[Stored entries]
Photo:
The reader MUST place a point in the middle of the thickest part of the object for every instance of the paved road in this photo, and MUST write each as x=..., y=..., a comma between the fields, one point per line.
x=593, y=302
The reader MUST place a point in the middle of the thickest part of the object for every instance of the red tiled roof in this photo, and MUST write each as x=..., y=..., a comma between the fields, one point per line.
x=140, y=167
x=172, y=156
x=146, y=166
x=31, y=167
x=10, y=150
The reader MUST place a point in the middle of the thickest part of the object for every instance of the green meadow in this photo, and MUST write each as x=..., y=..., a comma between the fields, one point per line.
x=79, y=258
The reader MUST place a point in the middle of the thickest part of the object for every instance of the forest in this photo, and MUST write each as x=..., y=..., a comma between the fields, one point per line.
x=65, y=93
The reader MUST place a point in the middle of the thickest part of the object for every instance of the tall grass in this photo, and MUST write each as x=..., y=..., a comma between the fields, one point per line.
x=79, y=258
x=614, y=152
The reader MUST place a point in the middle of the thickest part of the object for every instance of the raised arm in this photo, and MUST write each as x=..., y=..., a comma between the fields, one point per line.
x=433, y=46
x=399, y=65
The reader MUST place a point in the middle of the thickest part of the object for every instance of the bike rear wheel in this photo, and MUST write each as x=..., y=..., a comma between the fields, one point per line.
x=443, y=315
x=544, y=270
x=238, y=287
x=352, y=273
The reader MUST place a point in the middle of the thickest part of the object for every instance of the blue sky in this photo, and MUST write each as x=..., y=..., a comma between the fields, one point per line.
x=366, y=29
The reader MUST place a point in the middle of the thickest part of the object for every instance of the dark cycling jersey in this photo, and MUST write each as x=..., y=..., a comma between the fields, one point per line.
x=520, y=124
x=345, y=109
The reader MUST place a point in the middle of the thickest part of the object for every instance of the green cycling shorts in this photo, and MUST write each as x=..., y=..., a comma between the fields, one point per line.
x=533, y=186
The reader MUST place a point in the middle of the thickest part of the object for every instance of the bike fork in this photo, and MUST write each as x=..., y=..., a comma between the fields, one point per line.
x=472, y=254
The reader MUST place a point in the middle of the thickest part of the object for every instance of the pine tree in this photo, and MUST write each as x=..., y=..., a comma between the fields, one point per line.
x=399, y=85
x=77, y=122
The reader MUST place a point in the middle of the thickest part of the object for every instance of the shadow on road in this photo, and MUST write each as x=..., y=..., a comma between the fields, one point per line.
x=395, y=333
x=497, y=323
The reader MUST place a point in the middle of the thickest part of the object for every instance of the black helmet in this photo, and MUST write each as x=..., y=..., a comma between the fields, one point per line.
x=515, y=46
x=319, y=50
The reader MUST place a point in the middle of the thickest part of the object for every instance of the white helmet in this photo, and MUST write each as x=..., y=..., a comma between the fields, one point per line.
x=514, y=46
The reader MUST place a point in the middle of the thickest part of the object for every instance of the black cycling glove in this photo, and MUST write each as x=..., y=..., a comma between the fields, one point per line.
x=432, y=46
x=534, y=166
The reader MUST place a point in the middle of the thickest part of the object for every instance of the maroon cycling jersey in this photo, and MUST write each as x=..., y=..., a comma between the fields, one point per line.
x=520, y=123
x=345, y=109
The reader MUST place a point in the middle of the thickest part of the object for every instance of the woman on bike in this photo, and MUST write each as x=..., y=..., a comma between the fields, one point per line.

**Task statement**
Could you return, unchanged, the stretch of lines from the one containing "of the shadow" through the final line of the stored entries?

**Written reply**
The reader MUST place a point in the middle of the thickest part of the object for every instance of the shadow on road in this photo, and MUST write each as x=..., y=..., a comma between the fields, one point per line.
x=395, y=333
x=497, y=323
The reader MUST place a point in the middle of the thickest part of the object for every instance of the black helmet in this photo, and MUST write each as x=..., y=..., a comma between the fields, one point per line.
x=515, y=46
x=319, y=50
The reader MUST place a point in the middle of the thickest part of the object for every instance of the white helmet in this photo, and MUST write each as x=..., y=..., a comma between the fields, one point per line.
x=514, y=46
The reader MUST place a point in the middle of the thickest part of the object for every instance of the black cycling glove in this photo, and MUST write each as x=..., y=..., a comma between the fields, one point per line.
x=432, y=46
x=534, y=166
The reader MUST place a point in the middle of the thickest part of the object for every instance of the maroon cycling jersey in this photo, and MUST write each as x=..., y=..., a comma between the fields, one point per line.
x=520, y=123
x=345, y=109
The reader MUST place a point in the middle of the thickest part of the object for every instance of the woman on bike in this photo, and MUST write each as x=..., y=..., a comma between the fields, one point per line.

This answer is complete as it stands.